-- What you are asked to do --
Could you repeat every record below exactly as written?

-- Input material --
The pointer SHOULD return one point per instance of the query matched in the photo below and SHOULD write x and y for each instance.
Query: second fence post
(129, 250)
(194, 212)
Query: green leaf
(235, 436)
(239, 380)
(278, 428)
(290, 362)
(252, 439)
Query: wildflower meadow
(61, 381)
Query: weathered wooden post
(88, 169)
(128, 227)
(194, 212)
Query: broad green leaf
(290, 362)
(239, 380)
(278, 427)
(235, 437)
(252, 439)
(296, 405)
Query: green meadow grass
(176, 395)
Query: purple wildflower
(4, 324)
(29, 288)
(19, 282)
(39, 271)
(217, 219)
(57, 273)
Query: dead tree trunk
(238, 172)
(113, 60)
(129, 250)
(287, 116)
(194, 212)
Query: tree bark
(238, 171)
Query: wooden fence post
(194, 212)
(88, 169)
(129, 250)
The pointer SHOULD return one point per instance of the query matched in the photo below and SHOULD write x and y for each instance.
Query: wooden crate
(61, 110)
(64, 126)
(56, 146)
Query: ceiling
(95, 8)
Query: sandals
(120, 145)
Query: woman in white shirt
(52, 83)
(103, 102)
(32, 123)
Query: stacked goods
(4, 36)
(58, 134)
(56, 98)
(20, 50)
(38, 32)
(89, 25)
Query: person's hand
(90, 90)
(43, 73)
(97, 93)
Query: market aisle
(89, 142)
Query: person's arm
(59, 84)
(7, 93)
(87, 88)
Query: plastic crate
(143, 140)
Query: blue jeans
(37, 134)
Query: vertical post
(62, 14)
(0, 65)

-- Task answer --
The pointer SHOULD return one point per instance of the query matched in the photo below and SHOULD write x and y for each instance.
Query: second fence post
(129, 250)
(194, 212)
Query: green leaf
(235, 436)
(239, 380)
(278, 428)
(290, 362)
(252, 439)
Query: wildflower meadow
(61, 381)
Query: weathered wooden post
(88, 169)
(128, 227)
(194, 212)
Query: broad green leaf
(290, 362)
(239, 380)
(278, 427)
(235, 437)
(252, 439)
(296, 405)
Query: green meadow grass
(176, 395)
Query: purple wildflower
(4, 324)
(29, 288)
(19, 282)
(39, 271)
(217, 219)
(57, 273)
Query: dead tree trunk
(238, 172)
(113, 60)
(129, 250)
(287, 116)
(194, 212)
Query: tree bark
(238, 171)
Query: wooden fence post
(194, 212)
(88, 169)
(129, 250)
The pointer SHOULD return one point per instance of the query matched in the photo below and SHOULD write x and y for each instance.
Query: wooden crate
(61, 110)
(64, 126)
(56, 146)
Query: ceiling
(95, 8)
Query: sandals
(120, 145)
Query: woman in white shirt
(52, 83)
(103, 102)
(32, 123)
Query: stacked goods
(4, 36)
(58, 134)
(56, 98)
(20, 50)
(38, 32)
(89, 25)
Query: person's hand
(90, 90)
(43, 73)
(97, 93)
Query: market aisle
(89, 142)
Query: person's arm
(59, 84)
(7, 93)
(87, 88)
Query: plastic crate
(143, 140)
Query: blue jeans
(37, 134)
Query: vertical post
(62, 14)
(0, 65)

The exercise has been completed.